### EXERCISE DIRECTIONS
The answer must consist of every line in the records below that contains the string "bronco".

### THE DATA
((

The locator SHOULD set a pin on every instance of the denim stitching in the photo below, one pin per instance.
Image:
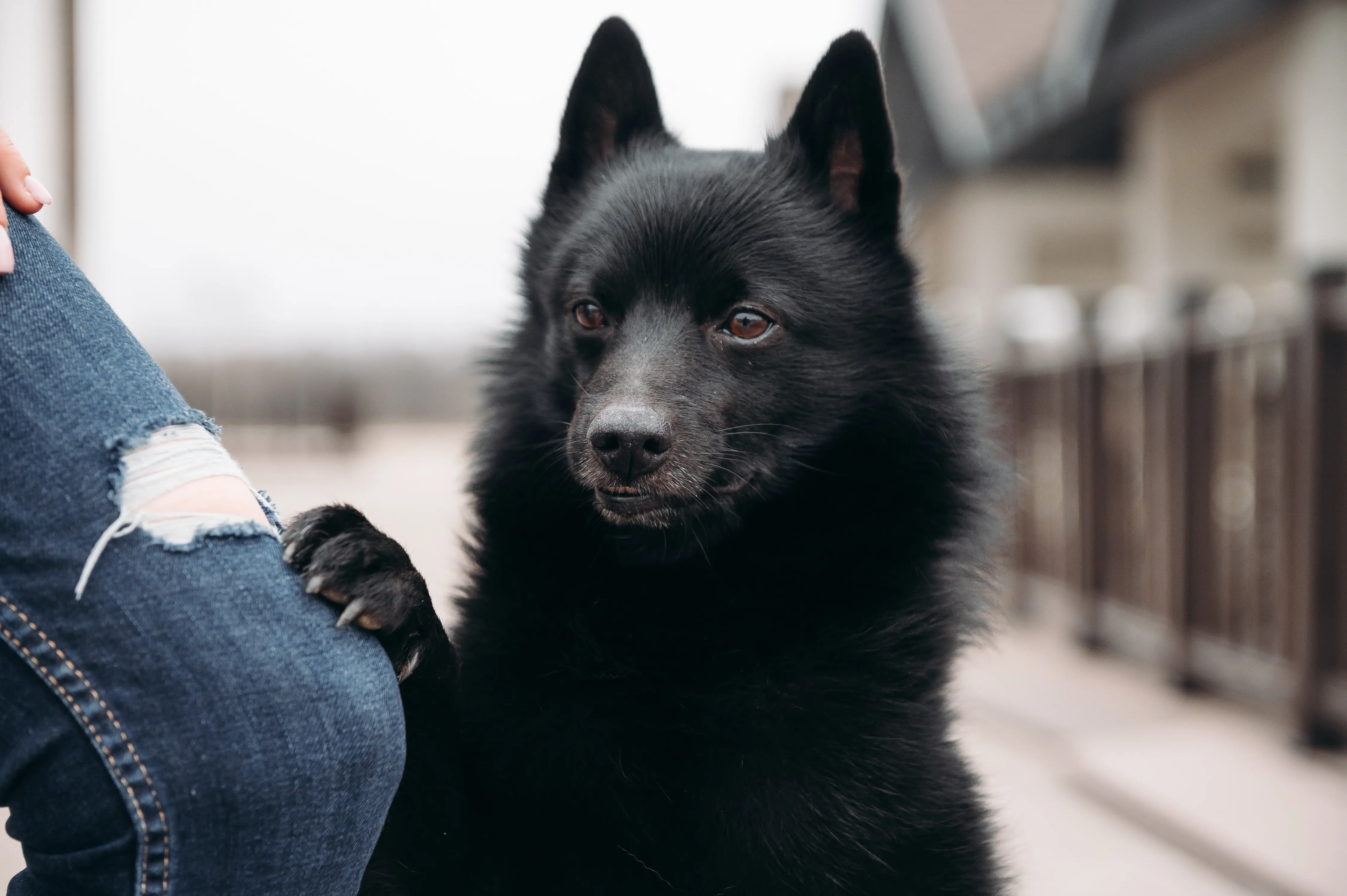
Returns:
(71, 697)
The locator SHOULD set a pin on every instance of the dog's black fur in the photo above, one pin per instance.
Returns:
(720, 575)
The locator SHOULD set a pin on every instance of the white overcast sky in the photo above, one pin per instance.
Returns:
(294, 176)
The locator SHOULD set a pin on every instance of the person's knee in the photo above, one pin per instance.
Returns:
(65, 809)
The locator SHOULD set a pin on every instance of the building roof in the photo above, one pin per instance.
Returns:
(981, 83)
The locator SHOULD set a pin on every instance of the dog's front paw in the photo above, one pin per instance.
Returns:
(345, 560)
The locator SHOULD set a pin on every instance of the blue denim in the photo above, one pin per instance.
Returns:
(195, 724)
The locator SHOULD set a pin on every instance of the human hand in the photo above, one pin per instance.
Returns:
(19, 189)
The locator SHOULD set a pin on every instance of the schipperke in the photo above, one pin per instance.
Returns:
(731, 510)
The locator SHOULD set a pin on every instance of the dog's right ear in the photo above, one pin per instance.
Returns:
(612, 101)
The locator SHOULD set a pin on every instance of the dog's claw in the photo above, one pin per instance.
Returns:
(410, 666)
(352, 611)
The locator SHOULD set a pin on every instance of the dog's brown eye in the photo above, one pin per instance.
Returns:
(747, 325)
(591, 316)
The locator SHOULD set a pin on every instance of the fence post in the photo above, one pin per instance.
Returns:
(1090, 505)
(1191, 421)
(1322, 423)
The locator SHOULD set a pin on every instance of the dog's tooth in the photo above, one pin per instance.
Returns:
(352, 611)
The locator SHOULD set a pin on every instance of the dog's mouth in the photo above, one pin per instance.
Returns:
(629, 503)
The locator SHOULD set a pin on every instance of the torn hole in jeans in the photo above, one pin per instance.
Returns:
(180, 486)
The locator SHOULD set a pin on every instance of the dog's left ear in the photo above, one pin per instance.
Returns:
(612, 101)
(842, 124)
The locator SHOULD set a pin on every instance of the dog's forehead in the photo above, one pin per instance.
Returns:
(677, 216)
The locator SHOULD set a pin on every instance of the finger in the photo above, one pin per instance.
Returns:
(18, 186)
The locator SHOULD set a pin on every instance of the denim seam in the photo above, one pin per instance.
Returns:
(40, 658)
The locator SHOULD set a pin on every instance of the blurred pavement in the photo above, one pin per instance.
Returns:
(1104, 781)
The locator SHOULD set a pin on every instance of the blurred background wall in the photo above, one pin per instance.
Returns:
(340, 186)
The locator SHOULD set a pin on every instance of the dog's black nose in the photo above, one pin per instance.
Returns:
(631, 441)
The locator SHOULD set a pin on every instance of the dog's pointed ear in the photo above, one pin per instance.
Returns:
(842, 126)
(612, 101)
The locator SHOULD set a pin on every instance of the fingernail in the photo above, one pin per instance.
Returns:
(37, 191)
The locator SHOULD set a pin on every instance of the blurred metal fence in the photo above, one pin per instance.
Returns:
(1194, 495)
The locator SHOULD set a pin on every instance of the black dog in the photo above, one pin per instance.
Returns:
(731, 500)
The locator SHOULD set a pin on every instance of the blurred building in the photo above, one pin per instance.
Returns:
(1139, 209)
(1090, 143)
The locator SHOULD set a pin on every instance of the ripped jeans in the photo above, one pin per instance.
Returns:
(192, 723)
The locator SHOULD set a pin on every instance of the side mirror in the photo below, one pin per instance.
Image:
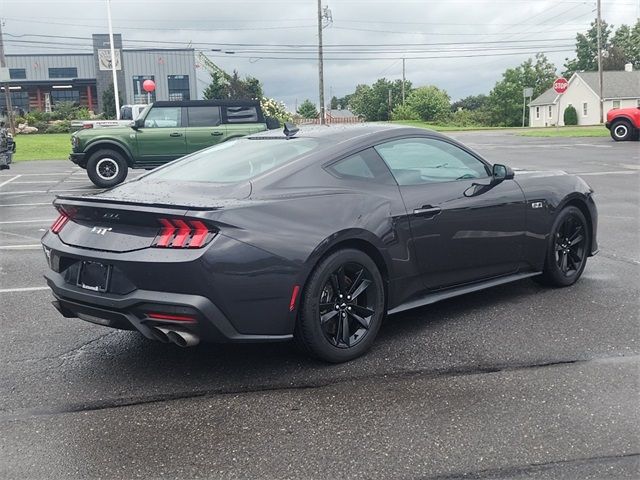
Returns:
(501, 173)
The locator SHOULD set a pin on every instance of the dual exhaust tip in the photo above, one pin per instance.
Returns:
(179, 336)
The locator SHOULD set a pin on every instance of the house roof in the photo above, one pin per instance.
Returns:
(615, 85)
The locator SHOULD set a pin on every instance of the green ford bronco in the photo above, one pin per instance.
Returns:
(163, 132)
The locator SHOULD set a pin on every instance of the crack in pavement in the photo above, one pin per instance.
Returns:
(508, 472)
(276, 387)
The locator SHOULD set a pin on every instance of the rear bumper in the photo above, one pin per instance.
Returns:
(127, 311)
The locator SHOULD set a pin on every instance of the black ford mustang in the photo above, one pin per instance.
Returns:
(314, 236)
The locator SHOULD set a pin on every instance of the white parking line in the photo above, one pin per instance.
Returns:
(10, 180)
(41, 220)
(26, 289)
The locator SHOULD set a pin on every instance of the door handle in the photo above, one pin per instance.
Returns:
(427, 211)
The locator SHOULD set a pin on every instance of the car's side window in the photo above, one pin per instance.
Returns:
(164, 117)
(416, 161)
(204, 116)
(242, 114)
(365, 165)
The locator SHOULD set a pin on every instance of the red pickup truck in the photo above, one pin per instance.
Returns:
(624, 123)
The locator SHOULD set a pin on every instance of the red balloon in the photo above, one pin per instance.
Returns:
(149, 85)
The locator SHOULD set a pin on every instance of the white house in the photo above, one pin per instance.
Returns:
(619, 90)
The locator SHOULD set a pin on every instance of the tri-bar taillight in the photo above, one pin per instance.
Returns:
(60, 222)
(178, 233)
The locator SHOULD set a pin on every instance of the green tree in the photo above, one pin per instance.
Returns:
(307, 109)
(372, 101)
(570, 115)
(505, 100)
(429, 103)
(587, 50)
(626, 43)
(109, 102)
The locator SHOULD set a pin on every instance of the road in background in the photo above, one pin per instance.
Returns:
(518, 381)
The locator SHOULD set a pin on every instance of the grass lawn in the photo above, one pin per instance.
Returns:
(591, 131)
(54, 146)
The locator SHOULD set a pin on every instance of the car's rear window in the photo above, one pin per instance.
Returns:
(236, 160)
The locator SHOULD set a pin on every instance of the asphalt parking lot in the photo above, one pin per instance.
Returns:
(518, 381)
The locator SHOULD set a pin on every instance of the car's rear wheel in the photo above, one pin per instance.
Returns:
(342, 307)
(107, 168)
(621, 130)
(568, 248)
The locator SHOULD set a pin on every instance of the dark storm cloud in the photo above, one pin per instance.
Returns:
(356, 22)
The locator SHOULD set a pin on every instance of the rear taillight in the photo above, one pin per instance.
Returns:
(60, 222)
(177, 233)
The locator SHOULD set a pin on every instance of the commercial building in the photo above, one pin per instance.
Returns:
(620, 89)
(39, 81)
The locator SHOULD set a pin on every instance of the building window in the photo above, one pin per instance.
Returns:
(64, 72)
(178, 87)
(139, 95)
(72, 96)
(17, 73)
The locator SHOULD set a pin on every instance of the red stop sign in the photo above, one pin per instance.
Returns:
(560, 85)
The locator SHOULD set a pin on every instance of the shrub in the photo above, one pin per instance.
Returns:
(570, 115)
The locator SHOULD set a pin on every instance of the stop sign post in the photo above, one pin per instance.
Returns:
(560, 86)
(148, 86)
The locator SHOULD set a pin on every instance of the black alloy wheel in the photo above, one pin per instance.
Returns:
(342, 307)
(568, 248)
(347, 305)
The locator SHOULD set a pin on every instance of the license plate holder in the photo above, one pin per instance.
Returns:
(94, 276)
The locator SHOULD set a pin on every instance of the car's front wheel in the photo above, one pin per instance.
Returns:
(568, 248)
(107, 168)
(342, 307)
(621, 130)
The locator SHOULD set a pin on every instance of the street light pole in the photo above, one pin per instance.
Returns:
(599, 20)
(320, 64)
(116, 94)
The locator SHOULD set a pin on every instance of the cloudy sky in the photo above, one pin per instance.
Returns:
(460, 45)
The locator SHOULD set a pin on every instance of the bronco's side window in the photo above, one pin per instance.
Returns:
(164, 117)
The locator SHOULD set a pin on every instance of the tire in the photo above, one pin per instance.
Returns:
(568, 249)
(107, 168)
(321, 330)
(622, 130)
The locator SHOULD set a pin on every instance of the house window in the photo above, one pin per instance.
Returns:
(64, 72)
(72, 96)
(17, 73)
(178, 87)
(139, 95)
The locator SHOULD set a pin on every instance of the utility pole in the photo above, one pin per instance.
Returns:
(403, 79)
(598, 3)
(320, 63)
(7, 89)
(116, 94)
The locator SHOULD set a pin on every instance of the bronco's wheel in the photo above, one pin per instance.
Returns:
(342, 307)
(107, 168)
(568, 248)
(621, 131)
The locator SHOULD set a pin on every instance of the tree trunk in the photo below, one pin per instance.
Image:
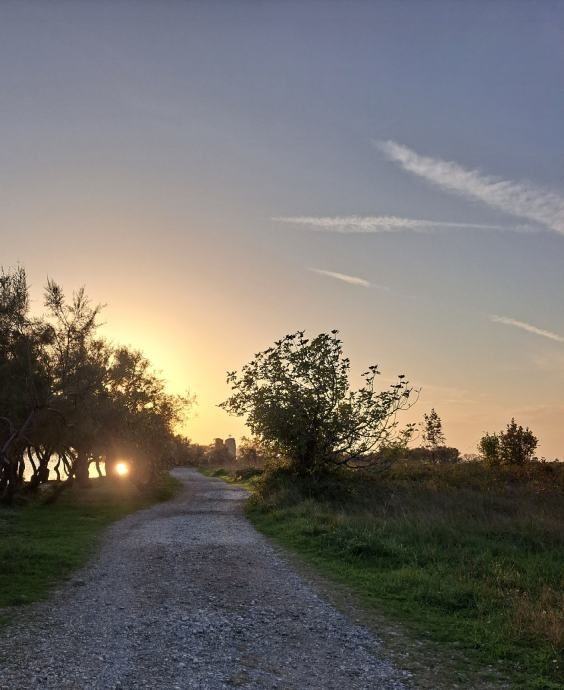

))

### EXERCISE SOLUTION
The locator SHOULD set a pin on every instance of the green ford bronco in the photo above, one pin per instance.
The locator SHOULD set a pin on every instance of the bronco's side window in the photo above, one pin per instance.
The locator SHOULD set a pin on every instance of the bronco's wheel in the photo above, one pin per instance.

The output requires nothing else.